§ Énoncé 1
Renvoyez à l'identique les lignes du listing, du début de celui-ci jusqu'à la ligne contenant « [[565, 319]] », les deux bornes comprises.

§ Extrait du document
Dans la section précédente, nous avons examiné les limitations physiques et économiques, concrètes ou théoriques, de la ressource du point de vue de l'ensemble de la pêcherie. dans la réalité, cependant, il peut y avoir, concernant la ressource, des limitations encore plus rigoureuses imposées par des facteurs institutionnels et historiques.
Jusqu'à tout récemment, les pêcheries mondiales ont été des ressources librement accessibles, en ce sens que quiconque souhaitait s'adonner à la pêche était libre de le faire. Dans le cadre du nouveau régime des océans, la libre accessibilité à l'intérieur de la ZEE d'un pays donné est restreinte aux ressortissants du pays en question. Les gens sont attirés par la pêche parce qu'elle leur offre la perspective d'un gain supérieur à celui que leur procureraient d'autres activités économiques, pour plus ou moins le même effort 1. Comment cela est-il possible?

§ Extraits d'un jeu de données sur le pointage d'objets
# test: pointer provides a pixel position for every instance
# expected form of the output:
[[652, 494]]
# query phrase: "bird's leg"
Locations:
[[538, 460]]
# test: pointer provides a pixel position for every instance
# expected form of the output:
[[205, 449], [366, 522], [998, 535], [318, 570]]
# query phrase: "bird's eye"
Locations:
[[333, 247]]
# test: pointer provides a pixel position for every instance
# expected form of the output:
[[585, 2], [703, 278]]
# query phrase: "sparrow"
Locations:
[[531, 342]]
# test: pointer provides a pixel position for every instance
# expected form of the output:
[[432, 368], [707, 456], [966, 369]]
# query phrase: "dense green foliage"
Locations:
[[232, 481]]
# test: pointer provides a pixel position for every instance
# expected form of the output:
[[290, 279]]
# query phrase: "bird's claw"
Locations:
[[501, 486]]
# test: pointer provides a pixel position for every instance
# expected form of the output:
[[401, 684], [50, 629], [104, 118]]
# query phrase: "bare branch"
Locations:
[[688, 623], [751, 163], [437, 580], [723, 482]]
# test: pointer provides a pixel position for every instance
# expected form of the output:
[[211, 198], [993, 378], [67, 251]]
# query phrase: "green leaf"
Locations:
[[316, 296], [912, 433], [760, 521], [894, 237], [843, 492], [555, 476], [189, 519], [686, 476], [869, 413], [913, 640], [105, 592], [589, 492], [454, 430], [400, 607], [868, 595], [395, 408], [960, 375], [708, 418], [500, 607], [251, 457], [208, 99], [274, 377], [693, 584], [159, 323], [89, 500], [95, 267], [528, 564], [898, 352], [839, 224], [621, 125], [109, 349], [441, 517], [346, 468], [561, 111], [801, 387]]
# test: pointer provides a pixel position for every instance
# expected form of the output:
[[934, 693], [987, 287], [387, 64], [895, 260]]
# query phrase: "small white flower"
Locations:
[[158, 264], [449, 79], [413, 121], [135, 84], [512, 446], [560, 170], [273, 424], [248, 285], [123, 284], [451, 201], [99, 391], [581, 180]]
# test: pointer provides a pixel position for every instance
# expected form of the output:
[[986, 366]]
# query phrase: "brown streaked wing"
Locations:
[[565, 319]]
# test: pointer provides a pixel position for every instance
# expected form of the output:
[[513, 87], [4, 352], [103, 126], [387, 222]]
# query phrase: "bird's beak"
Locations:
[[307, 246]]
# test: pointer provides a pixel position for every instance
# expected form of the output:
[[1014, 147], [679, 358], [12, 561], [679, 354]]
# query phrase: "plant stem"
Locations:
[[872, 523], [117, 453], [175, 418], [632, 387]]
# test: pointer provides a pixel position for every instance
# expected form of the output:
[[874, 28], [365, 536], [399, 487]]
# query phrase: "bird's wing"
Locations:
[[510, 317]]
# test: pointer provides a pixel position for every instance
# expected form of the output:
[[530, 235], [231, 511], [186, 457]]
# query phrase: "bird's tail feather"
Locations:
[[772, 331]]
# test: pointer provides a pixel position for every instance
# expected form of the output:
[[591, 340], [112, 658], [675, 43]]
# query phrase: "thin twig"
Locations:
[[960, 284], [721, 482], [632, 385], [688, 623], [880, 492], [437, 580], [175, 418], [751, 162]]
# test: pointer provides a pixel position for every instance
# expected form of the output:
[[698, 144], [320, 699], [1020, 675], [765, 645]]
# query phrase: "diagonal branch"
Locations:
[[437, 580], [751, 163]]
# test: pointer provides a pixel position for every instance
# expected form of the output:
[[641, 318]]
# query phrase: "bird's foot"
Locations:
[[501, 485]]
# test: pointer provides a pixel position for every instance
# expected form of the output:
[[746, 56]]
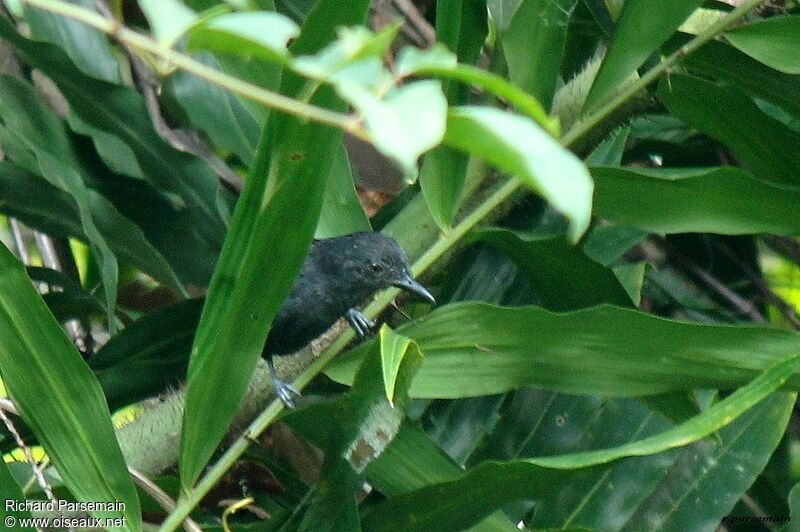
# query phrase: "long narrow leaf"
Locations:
[[59, 397]]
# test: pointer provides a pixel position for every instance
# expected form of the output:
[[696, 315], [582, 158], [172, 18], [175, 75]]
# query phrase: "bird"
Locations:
[[338, 274]]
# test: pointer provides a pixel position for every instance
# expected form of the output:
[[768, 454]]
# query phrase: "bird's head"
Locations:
[[377, 262]]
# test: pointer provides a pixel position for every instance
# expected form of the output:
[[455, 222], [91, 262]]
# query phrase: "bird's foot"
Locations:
[[360, 322], [285, 392]]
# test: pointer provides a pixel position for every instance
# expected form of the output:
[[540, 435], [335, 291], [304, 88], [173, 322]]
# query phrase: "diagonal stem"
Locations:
[[439, 248]]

§ Énoncé 2
D'après l'extrait sur les pêcheries, les affirmations suivantes sont-elles exactes ? Répondez par oui ou par non en citant les mots décisifs du texte.
(a) Jusqu'à une date récente, n'importe qui pouvait pratiquer la pêche dans les pêcheries mondiales.
(b) Sous le nouveau régime des océans, la libre accessibilité à la ZEE d'un pays est ouverte aux ressortissants de tous les pays.
(c) La pêche attire les gens par la perspective d'un gain supérieur à celui d'autres activités économiques.

§ Solution 1
# test: pointer provides a pixel position for every instance
# expected form of the output:
[[652, 494]]
# query phrase: "bird's leg"
Locations:
[[538, 460]]
# test: pointer provides a pixel position for every instance
# expected form of the output:
[[205, 449], [366, 522], [998, 535], [318, 570]]
# query phrase: "bird's eye"
Locations:
[[333, 247]]
# test: pointer provides a pixel position for every instance
# expected form of the output:
[[585, 2], [703, 278]]
# query phrase: "sparrow"
Locations:
[[531, 342]]
# test: pointer provides a pixel position for every instance
# expected form of the output:
[[432, 368], [707, 456], [966, 369]]
# query phrase: "dense green foliage"
Locations:
[[232, 481]]
# test: pointer provides a pixel position for every instance
# expected form of the output:
[[290, 279]]
# query phrase: "bird's claw"
Locations:
[[501, 486]]
# test: pointer provides a pixel position for every instance
# expected form of the output:
[[401, 684], [50, 629], [104, 118]]
# query phrase: "bare branch"
Locations:
[[688, 623], [751, 163], [437, 580], [723, 482]]
# test: pointer provides a pixel position for every instance
# expected form of the output:
[[211, 198], [993, 378], [67, 251]]
# query phrase: "green leaf"
Locations:
[[316, 296], [912, 433], [760, 521], [894, 237], [843, 492], [555, 476], [189, 519], [686, 476], [869, 413], [913, 640], [105, 592], [589, 492], [454, 430], [400, 607], [868, 595], [395, 408], [960, 375], [708, 418], [500, 607], [251, 457], [208, 99], [274, 377], [693, 584], [159, 323], [89, 500], [95, 267], [528, 564], [898, 352], [839, 224], [621, 125], [109, 349], [441, 517], [346, 468], [561, 111], [801, 387]]
# test: pointer provides a pixel position for every instance
# expected form of the output:
[[934, 693], [987, 287], [387, 64], [895, 260]]
# query phrase: "small white flower"
Locations:
[[158, 264], [449, 79], [413, 121], [135, 84], [512, 446], [560, 170], [273, 424], [248, 285], [123, 284], [451, 201], [99, 391], [581, 180]]
# test: pointer provides a pixel position for every instance
# expected form of the output:
[[986, 366]]
# query phrase: "brown streaked wing"
Locations:
[[565, 319]]

§ Solution 2
(a) Oui : « Jusqu'à tout récemment, les pêcheries mondiales ont été des ressources librement accessibles, en ce sens que quiconque souhaitait s'adonner à la pêche était libre de le faire. »
(b) Non : « la libre accessibilité à l'intérieur de la ZEE d'un pays donné est restreinte aux ressortissants du pays en question ».
(c) Oui : « Les gens sont attirés par la pêche parce qu'elle leur offre la perspective d'un gain supérieur à celui que leur procureraient d'autres activités économiques ».